- **Exercise brief**:
Return every line of the data below that includes the string "brown".

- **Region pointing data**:
====

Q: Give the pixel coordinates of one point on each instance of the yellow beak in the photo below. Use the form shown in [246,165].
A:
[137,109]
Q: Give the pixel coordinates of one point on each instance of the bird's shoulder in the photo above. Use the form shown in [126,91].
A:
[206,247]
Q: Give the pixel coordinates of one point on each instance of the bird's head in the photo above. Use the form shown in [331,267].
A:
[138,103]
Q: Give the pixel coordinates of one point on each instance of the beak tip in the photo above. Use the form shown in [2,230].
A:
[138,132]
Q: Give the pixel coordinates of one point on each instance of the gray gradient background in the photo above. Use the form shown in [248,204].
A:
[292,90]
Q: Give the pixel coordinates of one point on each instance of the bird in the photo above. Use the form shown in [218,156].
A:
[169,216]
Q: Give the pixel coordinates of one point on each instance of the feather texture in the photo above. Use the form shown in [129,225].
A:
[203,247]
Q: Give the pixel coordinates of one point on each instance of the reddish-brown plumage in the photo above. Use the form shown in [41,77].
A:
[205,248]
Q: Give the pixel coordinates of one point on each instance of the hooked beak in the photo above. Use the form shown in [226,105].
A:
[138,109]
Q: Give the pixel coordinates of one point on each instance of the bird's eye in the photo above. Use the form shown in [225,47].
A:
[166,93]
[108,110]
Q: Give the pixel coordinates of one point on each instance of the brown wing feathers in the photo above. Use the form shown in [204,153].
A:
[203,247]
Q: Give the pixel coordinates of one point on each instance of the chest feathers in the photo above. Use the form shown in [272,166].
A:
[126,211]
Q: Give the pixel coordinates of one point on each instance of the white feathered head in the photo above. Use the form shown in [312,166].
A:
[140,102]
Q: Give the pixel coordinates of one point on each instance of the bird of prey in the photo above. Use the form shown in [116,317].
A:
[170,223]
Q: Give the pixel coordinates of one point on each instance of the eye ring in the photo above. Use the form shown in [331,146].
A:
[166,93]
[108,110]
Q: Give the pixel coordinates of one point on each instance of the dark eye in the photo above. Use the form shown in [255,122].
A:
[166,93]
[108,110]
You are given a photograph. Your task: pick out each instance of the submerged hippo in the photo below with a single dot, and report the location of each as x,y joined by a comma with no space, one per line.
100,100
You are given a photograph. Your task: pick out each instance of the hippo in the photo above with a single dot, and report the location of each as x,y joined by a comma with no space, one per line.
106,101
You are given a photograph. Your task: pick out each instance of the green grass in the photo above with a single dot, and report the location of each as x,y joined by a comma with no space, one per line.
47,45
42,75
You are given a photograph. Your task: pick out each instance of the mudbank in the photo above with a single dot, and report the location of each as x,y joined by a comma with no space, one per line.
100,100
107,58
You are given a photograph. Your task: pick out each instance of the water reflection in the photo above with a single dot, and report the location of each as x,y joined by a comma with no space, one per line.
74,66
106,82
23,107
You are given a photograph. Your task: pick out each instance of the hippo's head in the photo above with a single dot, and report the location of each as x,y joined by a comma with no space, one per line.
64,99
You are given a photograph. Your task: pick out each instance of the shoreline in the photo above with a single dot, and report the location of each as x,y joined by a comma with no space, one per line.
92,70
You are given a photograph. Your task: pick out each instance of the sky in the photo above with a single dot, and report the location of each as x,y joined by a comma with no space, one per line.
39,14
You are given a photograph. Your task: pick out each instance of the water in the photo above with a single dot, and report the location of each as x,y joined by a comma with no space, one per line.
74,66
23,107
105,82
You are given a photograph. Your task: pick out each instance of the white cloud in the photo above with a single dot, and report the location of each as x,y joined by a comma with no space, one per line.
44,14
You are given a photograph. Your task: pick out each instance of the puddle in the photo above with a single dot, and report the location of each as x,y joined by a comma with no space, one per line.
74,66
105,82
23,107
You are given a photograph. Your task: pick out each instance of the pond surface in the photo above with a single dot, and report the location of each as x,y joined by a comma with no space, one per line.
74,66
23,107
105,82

====

- **Answer to this problem**:
Q: Give the pixel coordinates of one point on each instance of the reddish-brown plumage in the photo above. Use the form shown in [41,77].
Q: Give the pixel coordinates of one point on each instance of the brown wing feathers in the photo above. Use the form shown in [204,153].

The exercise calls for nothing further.